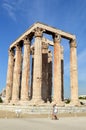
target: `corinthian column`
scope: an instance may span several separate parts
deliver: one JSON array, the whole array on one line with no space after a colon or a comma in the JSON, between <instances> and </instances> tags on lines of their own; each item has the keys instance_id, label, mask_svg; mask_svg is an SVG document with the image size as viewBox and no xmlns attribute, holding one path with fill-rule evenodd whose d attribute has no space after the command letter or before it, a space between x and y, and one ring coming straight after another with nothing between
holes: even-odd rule
<instances>
[{"instance_id":1,"label":"corinthian column","mask_svg":"<svg viewBox=\"0 0 86 130\"><path fill-rule=\"evenodd\" d=\"M28 100L30 80L30 40L28 37L24 39L24 56L23 56L23 70L22 70L22 88L21 100Z\"/></svg>"},{"instance_id":2,"label":"corinthian column","mask_svg":"<svg viewBox=\"0 0 86 130\"><path fill-rule=\"evenodd\" d=\"M21 47L16 45L15 52L15 66L13 75L13 91L12 91L12 103L17 103L19 100L19 88L20 88L20 74L21 74L21 61L22 61Z\"/></svg>"},{"instance_id":3,"label":"corinthian column","mask_svg":"<svg viewBox=\"0 0 86 130\"><path fill-rule=\"evenodd\" d=\"M34 103L40 102L42 86L42 32L41 28L35 29L35 52L33 70L33 96Z\"/></svg>"},{"instance_id":4,"label":"corinthian column","mask_svg":"<svg viewBox=\"0 0 86 130\"><path fill-rule=\"evenodd\" d=\"M14 50L9 49L7 83L6 83L6 100L5 100L6 103L9 103L12 97L13 67L14 67Z\"/></svg>"},{"instance_id":5,"label":"corinthian column","mask_svg":"<svg viewBox=\"0 0 86 130\"><path fill-rule=\"evenodd\" d=\"M77 47L76 40L71 40L70 41L70 87L71 87L71 104L73 105L79 105L76 47Z\"/></svg>"},{"instance_id":6,"label":"corinthian column","mask_svg":"<svg viewBox=\"0 0 86 130\"><path fill-rule=\"evenodd\" d=\"M54 102L62 105L61 98L61 36L54 35Z\"/></svg>"}]
</instances>

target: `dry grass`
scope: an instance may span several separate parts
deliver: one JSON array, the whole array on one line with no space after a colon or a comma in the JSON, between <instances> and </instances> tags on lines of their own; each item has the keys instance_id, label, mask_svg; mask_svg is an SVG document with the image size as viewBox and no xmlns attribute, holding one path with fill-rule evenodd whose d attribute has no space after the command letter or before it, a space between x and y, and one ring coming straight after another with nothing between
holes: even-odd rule
<instances>
[{"instance_id":1,"label":"dry grass","mask_svg":"<svg viewBox=\"0 0 86 130\"><path fill-rule=\"evenodd\" d=\"M86 113L60 113L58 117L76 117L86 116ZM20 113L17 115L15 112L0 110L0 118L51 118L49 114L27 114Z\"/></svg>"}]
</instances>

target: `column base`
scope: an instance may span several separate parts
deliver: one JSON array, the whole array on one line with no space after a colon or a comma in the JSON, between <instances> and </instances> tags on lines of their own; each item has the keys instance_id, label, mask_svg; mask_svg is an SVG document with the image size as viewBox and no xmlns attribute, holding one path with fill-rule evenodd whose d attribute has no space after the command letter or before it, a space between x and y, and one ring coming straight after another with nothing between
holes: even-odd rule
<instances>
[{"instance_id":1,"label":"column base","mask_svg":"<svg viewBox=\"0 0 86 130\"><path fill-rule=\"evenodd\" d=\"M63 101L53 101L51 104L52 105L56 104L59 107L65 106L65 103Z\"/></svg>"},{"instance_id":2,"label":"column base","mask_svg":"<svg viewBox=\"0 0 86 130\"><path fill-rule=\"evenodd\" d=\"M18 105L19 104L19 99L12 99L10 101L10 104L12 104L12 105Z\"/></svg>"},{"instance_id":3,"label":"column base","mask_svg":"<svg viewBox=\"0 0 86 130\"><path fill-rule=\"evenodd\" d=\"M4 101L4 104L9 104L10 103L10 100L5 100Z\"/></svg>"},{"instance_id":4,"label":"column base","mask_svg":"<svg viewBox=\"0 0 86 130\"><path fill-rule=\"evenodd\" d=\"M29 104L33 104L33 105L42 105L45 102L42 99L32 99L29 101Z\"/></svg>"},{"instance_id":5,"label":"column base","mask_svg":"<svg viewBox=\"0 0 86 130\"><path fill-rule=\"evenodd\" d=\"M71 100L69 106L81 106L79 100Z\"/></svg>"}]
</instances>

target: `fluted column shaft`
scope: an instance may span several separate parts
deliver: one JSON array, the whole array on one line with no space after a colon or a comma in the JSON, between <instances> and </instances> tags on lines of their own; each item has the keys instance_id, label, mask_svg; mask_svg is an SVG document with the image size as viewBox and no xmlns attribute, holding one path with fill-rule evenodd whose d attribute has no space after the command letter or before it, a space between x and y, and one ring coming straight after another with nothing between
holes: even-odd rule
<instances>
[{"instance_id":1,"label":"fluted column shaft","mask_svg":"<svg viewBox=\"0 0 86 130\"><path fill-rule=\"evenodd\" d=\"M78 74L77 74L77 53L76 41L70 41L70 87L71 87L71 102L77 105L78 102Z\"/></svg>"},{"instance_id":2,"label":"fluted column shaft","mask_svg":"<svg viewBox=\"0 0 86 130\"><path fill-rule=\"evenodd\" d=\"M62 101L64 101L64 50L63 46L61 46L61 97Z\"/></svg>"},{"instance_id":3,"label":"fluted column shaft","mask_svg":"<svg viewBox=\"0 0 86 130\"><path fill-rule=\"evenodd\" d=\"M21 100L27 101L29 92L30 80L30 41L29 38L24 39L24 56L23 56L23 70L22 70L22 88Z\"/></svg>"},{"instance_id":4,"label":"fluted column shaft","mask_svg":"<svg viewBox=\"0 0 86 130\"><path fill-rule=\"evenodd\" d=\"M21 47L17 44L15 52L14 75L13 75L13 91L12 91L13 103L16 103L19 100L21 61L22 61L22 51Z\"/></svg>"},{"instance_id":5,"label":"fluted column shaft","mask_svg":"<svg viewBox=\"0 0 86 130\"><path fill-rule=\"evenodd\" d=\"M42 86L42 30L35 29L35 52L34 52L34 70L33 70L33 96L34 102L41 100Z\"/></svg>"},{"instance_id":6,"label":"fluted column shaft","mask_svg":"<svg viewBox=\"0 0 86 130\"><path fill-rule=\"evenodd\" d=\"M54 36L54 102L61 105L61 37Z\"/></svg>"},{"instance_id":7,"label":"fluted column shaft","mask_svg":"<svg viewBox=\"0 0 86 130\"><path fill-rule=\"evenodd\" d=\"M6 82L6 103L9 103L12 98L13 68L14 68L14 50L9 49L7 82Z\"/></svg>"}]
</instances>

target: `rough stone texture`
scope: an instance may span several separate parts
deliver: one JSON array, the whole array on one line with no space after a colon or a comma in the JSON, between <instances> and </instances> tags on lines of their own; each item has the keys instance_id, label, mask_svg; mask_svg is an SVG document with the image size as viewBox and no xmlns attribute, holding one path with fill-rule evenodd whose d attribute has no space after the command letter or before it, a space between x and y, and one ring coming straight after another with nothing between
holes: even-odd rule
<instances>
[{"instance_id":1,"label":"rough stone texture","mask_svg":"<svg viewBox=\"0 0 86 130\"><path fill-rule=\"evenodd\" d=\"M61 99L61 37L58 34L54 36L54 102L62 104Z\"/></svg>"},{"instance_id":2,"label":"rough stone texture","mask_svg":"<svg viewBox=\"0 0 86 130\"><path fill-rule=\"evenodd\" d=\"M22 70L22 88L21 88L21 100L27 101L29 92L29 80L30 80L30 41L26 37L24 40L24 56L23 56L23 70Z\"/></svg>"},{"instance_id":3,"label":"rough stone texture","mask_svg":"<svg viewBox=\"0 0 86 130\"><path fill-rule=\"evenodd\" d=\"M48 44L42 43L42 99L48 99Z\"/></svg>"},{"instance_id":4,"label":"rough stone texture","mask_svg":"<svg viewBox=\"0 0 86 130\"><path fill-rule=\"evenodd\" d=\"M43 38L43 33L53 36L54 42ZM58 106L63 105L64 61L63 50L60 45L62 38L70 41L71 105L79 105L75 36L41 23L34 24L10 46L10 50L13 50L14 54L9 54L6 84L7 103L12 98L13 104L26 101L27 104L35 103L38 105L43 101L53 101ZM53 50L48 50L48 46L53 46L54 55ZM24 54L22 54L23 47Z\"/></svg>"},{"instance_id":5,"label":"rough stone texture","mask_svg":"<svg viewBox=\"0 0 86 130\"><path fill-rule=\"evenodd\" d=\"M20 74L21 74L21 47L19 45L16 46L16 54L15 54L15 65L14 65L14 74L13 74L13 90L12 90L12 103L15 103L19 100L19 88L20 88Z\"/></svg>"},{"instance_id":6,"label":"rough stone texture","mask_svg":"<svg viewBox=\"0 0 86 130\"><path fill-rule=\"evenodd\" d=\"M52 101L52 52L48 51L48 100Z\"/></svg>"},{"instance_id":7,"label":"rough stone texture","mask_svg":"<svg viewBox=\"0 0 86 130\"><path fill-rule=\"evenodd\" d=\"M78 100L78 72L77 72L77 55L76 41L70 41L70 87L71 87L71 103L79 104Z\"/></svg>"},{"instance_id":8,"label":"rough stone texture","mask_svg":"<svg viewBox=\"0 0 86 130\"><path fill-rule=\"evenodd\" d=\"M62 46L61 46L61 98L62 101L64 101L64 57Z\"/></svg>"},{"instance_id":9,"label":"rough stone texture","mask_svg":"<svg viewBox=\"0 0 86 130\"><path fill-rule=\"evenodd\" d=\"M9 50L7 83L6 83L6 103L9 103L12 98L12 85L13 85L13 67L14 67L14 51Z\"/></svg>"},{"instance_id":10,"label":"rough stone texture","mask_svg":"<svg viewBox=\"0 0 86 130\"><path fill-rule=\"evenodd\" d=\"M42 85L42 30L35 30L35 52L34 52L34 70L33 70L33 95L34 103L41 102Z\"/></svg>"}]
</instances>

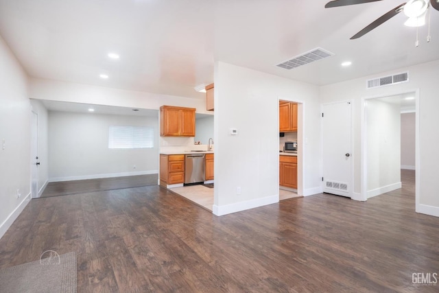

◇ ◇ ◇ ◇ ◇ ◇ ◇

Qué harás:
¿En qué líneas de arriba aparece la palabra "target", distinguiendo entre mayúsculas y minúsculas? Localízalas y cópialas todas.

Solución propuesta:
target: `corinthian column`
target: `dry grass`
target: `column base`
target: `fluted column shaft`
target: `rough stone texture`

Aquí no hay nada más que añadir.